▶ Written task
Will you restate verbatim the lines running from the line with "jacket in this photo, one line per instance." to the end of the data, leaving out everything else?

* * * * *

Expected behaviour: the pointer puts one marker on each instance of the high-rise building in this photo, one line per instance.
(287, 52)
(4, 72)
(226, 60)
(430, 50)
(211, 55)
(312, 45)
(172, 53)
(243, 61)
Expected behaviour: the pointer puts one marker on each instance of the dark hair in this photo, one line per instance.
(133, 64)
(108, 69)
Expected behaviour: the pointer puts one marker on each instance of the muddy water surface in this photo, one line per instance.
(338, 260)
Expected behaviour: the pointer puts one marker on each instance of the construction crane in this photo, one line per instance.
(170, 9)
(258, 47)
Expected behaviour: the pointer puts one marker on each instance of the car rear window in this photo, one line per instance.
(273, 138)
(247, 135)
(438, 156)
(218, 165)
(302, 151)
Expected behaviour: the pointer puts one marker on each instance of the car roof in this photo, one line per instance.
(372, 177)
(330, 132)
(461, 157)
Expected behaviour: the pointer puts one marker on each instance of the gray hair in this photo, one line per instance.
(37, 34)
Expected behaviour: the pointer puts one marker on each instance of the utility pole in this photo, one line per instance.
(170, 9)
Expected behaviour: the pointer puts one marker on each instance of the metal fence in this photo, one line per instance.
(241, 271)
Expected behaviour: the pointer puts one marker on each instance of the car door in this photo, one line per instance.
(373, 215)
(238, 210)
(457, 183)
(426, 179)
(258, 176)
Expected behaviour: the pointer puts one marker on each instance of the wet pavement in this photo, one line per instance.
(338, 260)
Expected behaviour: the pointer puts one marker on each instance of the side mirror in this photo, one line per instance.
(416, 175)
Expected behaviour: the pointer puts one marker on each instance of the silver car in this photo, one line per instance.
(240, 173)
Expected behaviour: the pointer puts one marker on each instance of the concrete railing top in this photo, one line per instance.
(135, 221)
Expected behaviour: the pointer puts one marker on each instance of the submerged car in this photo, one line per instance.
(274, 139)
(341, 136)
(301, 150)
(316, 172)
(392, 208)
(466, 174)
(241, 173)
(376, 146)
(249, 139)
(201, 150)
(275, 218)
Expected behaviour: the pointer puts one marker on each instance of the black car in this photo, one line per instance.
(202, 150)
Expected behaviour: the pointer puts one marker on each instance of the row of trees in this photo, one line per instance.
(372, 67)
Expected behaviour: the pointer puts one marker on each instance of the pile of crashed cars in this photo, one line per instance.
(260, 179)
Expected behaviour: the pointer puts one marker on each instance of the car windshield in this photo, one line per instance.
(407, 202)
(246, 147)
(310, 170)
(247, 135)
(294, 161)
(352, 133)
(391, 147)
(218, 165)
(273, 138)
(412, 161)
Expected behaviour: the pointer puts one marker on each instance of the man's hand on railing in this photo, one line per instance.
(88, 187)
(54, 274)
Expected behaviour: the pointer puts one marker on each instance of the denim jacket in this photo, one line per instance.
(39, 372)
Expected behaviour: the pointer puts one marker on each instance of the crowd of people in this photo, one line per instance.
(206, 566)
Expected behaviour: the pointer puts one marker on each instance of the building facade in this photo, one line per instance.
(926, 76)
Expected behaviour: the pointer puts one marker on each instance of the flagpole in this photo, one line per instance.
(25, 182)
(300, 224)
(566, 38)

* * * * *

▶ Result of this task
Expected behaviour: the pointer puts one marker on each instance of the denim jacket in this photo, one line per instance.
(39, 372)
Expected behaviour: the pointer puts one marker on each instance of the crowd of people in this photo, one line per instance.
(206, 566)
Expected behaviour: the pointer puts one marker on each instance of the building facade in this photo, one line per instance.
(926, 76)
Expected behaviour: the pointer puts one marker on each instance of the flagpole in this photo, one line per instance.
(25, 182)
(300, 224)
(566, 38)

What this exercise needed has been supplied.